**TAREAS REQUERIDAS:**
[1] Según el artículo, ¿en qué fecha se celebra el Día del Seminario en la mayoría de las diócesis españolas?
[2] Reproduce sin cambios el fragmento del artículo que empieza en "Hemos desplazado a" y termina en "el orden vigente.".

**ARTÍCULO:**
Juan Francisco Comendador
El 19 de marzo, fiesta litúrgica de San José, se celebra en la
mayoría de las diócesis españolas, el Día del Seminario. Se trata de una
jornada dedicada a la toma de conciencia del imprescindible papel de los
sacerdotes en nuestras comunidades cristianas, a la propuesta del sacerdocio
como un posible camino de vida, y al sostenimiento espiritual y económico de
nuestro seminario diocesano. No deja de sorprender que en estos tiempos adversos
a toda propuesta de fe - de «desertificación espiritual»- y al compromiso, haya
jóvenes que se decidan por la vida sacerdotal o religiosa.
¿Tiempos “críticos”?
Da la impresión, en efecto, que la época presente, impregnada de
una lógica utilitarista, en la que todo ha de servir necesariamente para algo,
no entiende de formas de vida no-productivas. Esta incomprensión afecta la
captación de la realidad; condiciona nuestro modo de estar y actuar en el
mundo. Un ejemplo acerca del lugar reservado a los ancianos en nuestra
sociedad puede ilustrar cuanto decimos.
Hemos desplazado a los mayores a un terreno marcado por la invisibilidad: no
aparecen en los medios, son “apartados” en centros de día o residencias
geriátricas, no ejercen protagonismo alguno en la construcción de la vida
social. Ellos ejemplifican con claridad lo que significa una forma de vida
no-productiva y el desdén inconsciente al que se ve sometida una vida de estas
características
Todo tiempo es “crítico”, pero no en el sentido habitual, algo
dramático, que damos a este adjetivo. Para el cristiano, todo tiempo es crítico
porque todo tiempo constituye una posibilidad profética. En cada momento y
circunstancia el cristianismo se erige en mirada que cuestiona el orden vigente.

**DATOS DE ORIGEN:**

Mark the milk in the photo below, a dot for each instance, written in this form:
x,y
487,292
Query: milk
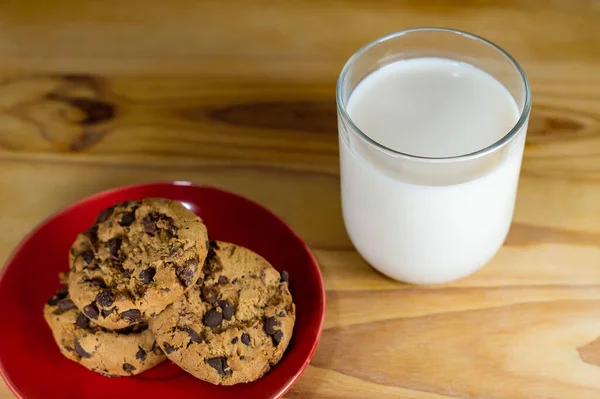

**RESULTADOS EN ORDEN:**
[1] El 19 de marzo, fiesta litúrgica de San José.

[2]
Hemos desplazado a los mayores a un terreno marcado por la invisibilidad: no
aparecen en los medios, son “apartados” en centros de día o residencias
geriátricas, no ejercen protagonismo alguno en la construcción de la vida
social. Ellos ejemplifican con claridad lo que significa una forma de vida
no-productiva y el desdén inconsciente al que se ve sometida una vida de estas
características
Todo tiempo es “crítico”, pero no en el sentido habitual, algo
dramático, que damos a este adjetivo. Para el cristiano, todo tiempo es crítico
porque todo tiempo constituye una posibilidad profética. En cada momento y
circunstancia el cristianismo se erige en mirada que cuestiona el orden vigente.